Rescale the stretch of lines from the one containing "Could you spot the car's" through the one containing "point(84, 256)", and give all of them again, requests included. Multiply every coordinate in the answers by 0.75 and round to whole numbers, with halves rounding up, but leave the numbers in the requests and their sample points unchanged.

## start

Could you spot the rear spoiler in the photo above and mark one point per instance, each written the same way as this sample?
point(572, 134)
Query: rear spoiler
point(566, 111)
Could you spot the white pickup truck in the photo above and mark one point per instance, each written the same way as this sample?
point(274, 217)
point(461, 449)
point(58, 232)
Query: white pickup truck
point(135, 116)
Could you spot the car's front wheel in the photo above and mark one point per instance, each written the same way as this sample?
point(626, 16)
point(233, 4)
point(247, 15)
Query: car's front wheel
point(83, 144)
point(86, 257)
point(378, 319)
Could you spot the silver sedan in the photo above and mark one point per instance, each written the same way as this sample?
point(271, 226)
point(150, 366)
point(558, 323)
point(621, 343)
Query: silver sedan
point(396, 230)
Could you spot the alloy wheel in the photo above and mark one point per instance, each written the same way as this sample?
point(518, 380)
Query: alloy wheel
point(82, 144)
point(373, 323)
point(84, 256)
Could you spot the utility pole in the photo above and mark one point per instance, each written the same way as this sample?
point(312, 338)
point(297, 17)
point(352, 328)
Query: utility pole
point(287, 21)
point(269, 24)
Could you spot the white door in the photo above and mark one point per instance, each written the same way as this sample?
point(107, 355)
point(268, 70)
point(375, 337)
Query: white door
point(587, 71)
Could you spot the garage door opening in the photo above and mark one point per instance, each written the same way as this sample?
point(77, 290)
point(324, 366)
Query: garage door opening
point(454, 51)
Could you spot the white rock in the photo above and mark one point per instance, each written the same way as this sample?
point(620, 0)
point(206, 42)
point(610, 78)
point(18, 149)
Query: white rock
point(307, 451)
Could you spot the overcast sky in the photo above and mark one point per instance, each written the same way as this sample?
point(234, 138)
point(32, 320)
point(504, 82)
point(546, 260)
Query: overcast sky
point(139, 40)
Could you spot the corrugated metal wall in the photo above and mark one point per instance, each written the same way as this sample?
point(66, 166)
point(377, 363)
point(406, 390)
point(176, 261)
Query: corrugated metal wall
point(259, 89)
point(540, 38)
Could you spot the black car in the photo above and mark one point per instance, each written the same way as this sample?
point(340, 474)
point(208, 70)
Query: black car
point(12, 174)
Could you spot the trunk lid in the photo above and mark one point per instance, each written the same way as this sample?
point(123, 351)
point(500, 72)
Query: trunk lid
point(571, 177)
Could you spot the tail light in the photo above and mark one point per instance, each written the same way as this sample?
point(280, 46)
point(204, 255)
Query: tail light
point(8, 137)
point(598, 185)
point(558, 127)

## end

*Worked solution*.
Could you spot the car's front wheel in the photo above and mark one point per instance, each written the same way as this sample?
point(626, 16)
point(233, 4)
point(247, 15)
Query: car's front wheel
point(62, 108)
point(65, 193)
point(284, 239)
Could you spot the silver sedan in the photo above and mark one point per instance, each written the same way as this sample?
point(271, 226)
point(150, 366)
point(558, 323)
point(621, 343)
Query: silver sedan
point(297, 173)
Could you spot the alloy wheel in the photo above and mark one point per instance, each written the same way as this sample?
point(518, 380)
Query: alloy wheel
point(62, 108)
point(280, 242)
point(63, 192)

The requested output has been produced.